Je dois me faire un avis : quel siège choisir ?

L'objet n'est pas réellement attirant ; la voix est horripilante, la chanteuse pas vraiment belle. Les paroles sont nulles et les ficelles sont grosses. Mais justement : que, de bonne volonté, des médiocres tentent de produire une chanson qui entre dans les canons de la musique dominante nous permet d'encore mieux les comprendre, ces canons.
Rebecca Black est une jeune chanteuse californienne de 13 ans, qui collabore à un clip mettant en scène le déroulement de l'un de ses vendredis. Après une matinée normale, Rebecca retrouve ses amis ; une ellipse nous conduit à la soirée, qui est en fait l'un des moments les plus importants de la semaine. En témoigne le calendrier qui défile, courant vers le vendredi, le titre de la chanson bien sûr, ainsi que les paroles :

"Everybody’s lookin’ forward to the weekend
Partyin’, partyin’ (Yeah)
Partyin’, partyin’ (Yeah)
Fun, fun, fun, fun
Lookin’ forward to the weekend"

Sans moralisme excessif, on aurait pu s'attendre à ce que la semaine d'une adolescente de 13 ans ne soit pas toute entière tendue vers la soirée du vendredi. Certes, le clip ne montre ni alcool, ni flirt, mais les filles sont habillées de façon courte et vulgaire, et une foule se presse dans cette soirée qui dure jusqu'au bout de la nuit. Rebecca, elle, y va en voiture avec ses amis, ce qui donne d'ailleurs lieu a un étrange dilemme :


"Kickin’ in the front seat
Sittin’ in the back seat
Gotta make my mind up
Which seat can I take ?
"

Accessoirement, on s'étonne que, même au pays des libertés, des gosses de treize ans aient leur permis de conduire...
====
## [CONSIGNE 1]
Selon l'extrait sur le clip de Rebecca Black, quel âge a la chanteuse ?
## [CONSIGNE 2]
Prolongez le texte sur le clip de Rebecca Black à partir de sa dernière phrase.

Entrées de délimitation des formes
====
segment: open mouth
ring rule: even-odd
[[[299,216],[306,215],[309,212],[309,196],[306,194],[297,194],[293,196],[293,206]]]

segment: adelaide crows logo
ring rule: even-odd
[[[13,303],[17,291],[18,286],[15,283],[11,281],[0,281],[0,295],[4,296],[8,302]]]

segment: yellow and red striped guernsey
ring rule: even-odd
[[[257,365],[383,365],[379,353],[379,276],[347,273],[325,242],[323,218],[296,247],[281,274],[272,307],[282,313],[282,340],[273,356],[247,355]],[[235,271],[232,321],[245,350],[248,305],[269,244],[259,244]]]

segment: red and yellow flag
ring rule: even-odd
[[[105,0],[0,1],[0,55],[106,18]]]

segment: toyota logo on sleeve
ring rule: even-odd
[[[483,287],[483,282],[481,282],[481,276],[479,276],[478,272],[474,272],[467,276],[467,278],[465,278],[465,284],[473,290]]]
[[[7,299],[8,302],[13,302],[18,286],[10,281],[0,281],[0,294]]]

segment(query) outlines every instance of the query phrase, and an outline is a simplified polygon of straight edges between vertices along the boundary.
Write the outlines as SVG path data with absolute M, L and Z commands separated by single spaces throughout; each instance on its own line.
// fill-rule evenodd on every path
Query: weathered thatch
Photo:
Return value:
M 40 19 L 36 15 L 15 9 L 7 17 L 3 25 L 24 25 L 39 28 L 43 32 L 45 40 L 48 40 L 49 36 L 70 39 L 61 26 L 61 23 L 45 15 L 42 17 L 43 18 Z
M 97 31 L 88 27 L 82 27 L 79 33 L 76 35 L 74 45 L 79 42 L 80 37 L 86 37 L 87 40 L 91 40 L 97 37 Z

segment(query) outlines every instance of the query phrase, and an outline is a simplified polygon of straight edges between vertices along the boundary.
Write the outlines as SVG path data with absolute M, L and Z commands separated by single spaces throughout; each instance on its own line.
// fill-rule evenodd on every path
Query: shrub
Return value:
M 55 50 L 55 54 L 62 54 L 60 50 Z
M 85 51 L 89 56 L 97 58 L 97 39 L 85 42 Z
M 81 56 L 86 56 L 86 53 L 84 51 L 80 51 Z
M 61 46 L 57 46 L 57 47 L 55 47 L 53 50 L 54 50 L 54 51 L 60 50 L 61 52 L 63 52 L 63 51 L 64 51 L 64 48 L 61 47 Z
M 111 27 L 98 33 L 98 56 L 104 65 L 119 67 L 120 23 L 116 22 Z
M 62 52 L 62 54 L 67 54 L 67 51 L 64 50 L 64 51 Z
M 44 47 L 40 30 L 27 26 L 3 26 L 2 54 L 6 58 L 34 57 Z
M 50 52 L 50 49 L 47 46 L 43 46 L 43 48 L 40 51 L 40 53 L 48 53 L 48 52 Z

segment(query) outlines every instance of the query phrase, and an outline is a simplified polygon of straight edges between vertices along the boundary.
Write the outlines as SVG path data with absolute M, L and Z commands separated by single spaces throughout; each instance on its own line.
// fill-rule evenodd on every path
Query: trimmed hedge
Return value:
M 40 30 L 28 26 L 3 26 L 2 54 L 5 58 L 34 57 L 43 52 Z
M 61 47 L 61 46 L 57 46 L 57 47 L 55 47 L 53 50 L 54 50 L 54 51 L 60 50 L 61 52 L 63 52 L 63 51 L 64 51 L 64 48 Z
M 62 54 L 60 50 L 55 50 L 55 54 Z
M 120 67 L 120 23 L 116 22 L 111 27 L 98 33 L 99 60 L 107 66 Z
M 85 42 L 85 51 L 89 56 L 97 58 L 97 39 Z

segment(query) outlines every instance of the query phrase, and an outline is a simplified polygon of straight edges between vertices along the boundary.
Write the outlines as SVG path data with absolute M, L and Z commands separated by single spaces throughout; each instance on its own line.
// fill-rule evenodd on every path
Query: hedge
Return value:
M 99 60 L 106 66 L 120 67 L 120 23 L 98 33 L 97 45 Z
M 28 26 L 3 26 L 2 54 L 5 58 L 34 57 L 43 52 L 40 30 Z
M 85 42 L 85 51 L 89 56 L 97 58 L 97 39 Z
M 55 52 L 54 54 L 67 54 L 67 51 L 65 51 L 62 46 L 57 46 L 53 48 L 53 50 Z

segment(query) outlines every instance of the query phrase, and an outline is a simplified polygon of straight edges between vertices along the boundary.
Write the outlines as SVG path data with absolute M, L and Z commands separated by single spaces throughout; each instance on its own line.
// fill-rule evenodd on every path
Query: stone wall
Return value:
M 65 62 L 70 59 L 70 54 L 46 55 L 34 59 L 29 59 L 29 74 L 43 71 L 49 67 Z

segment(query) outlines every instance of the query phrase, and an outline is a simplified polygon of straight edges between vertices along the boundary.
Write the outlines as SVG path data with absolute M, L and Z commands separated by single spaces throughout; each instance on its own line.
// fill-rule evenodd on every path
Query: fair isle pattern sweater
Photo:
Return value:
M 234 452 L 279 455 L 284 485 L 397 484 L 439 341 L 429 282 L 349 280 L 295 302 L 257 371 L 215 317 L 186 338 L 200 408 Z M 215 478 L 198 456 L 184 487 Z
====
## [RÉSULTAT FINAL 1]
Elle a 13 ans.

## [RÉSULTAT FINAL 2]
En réalité, on peut douter sérieusement du fait que le clip soit représentatif du quotidien de l'adolescent californien moyen. Il s'agit plus vraisemblablement d'un exemple criant, hurlant, s'époumonant, de bonne volonté culturelle : Rebecca, concourant à la réalisation d'un clip, reproduit... ce qu'elle a vu dans d'autres clips.
La bonne volonté culturelle est le comportement des classes moyennes, de la petite bourgeoisie, qui, dans une stratégie d'ascension sociale, tente d'imiter le comportement socio-culturel des classes supérieures. Ici, Rebecca, bien que peu fortunée et pas complétement au fait des codes en vigueur dans les soirées les plus hypes de l'État, tente de montrer que, merde, elle sait s'amuser. Quitte à en faire des tonnes dans l'allégeance au nihilisme de ceux à qui elle souhaite ressembler : le seul message intelligible du clip est celui de la primordialité de l'amusement (et donc, en creux, de l'inanité de toute autre activité) - "I don’t want this weekend to end !". 


On pourrait en faire des pages sur les stratégies de légitimation adoptées ; soulignons seulement l'intervention d'un rappeur sorti de nul part, qui pourrait bien être le père de Rebecca, et qui rappe dans son rétroviseur pour dire que, ouais, ici, c'est cool. Il est le Akon de Gwen Stephani ou de David Guetta : une caution cool et multi-culturelle.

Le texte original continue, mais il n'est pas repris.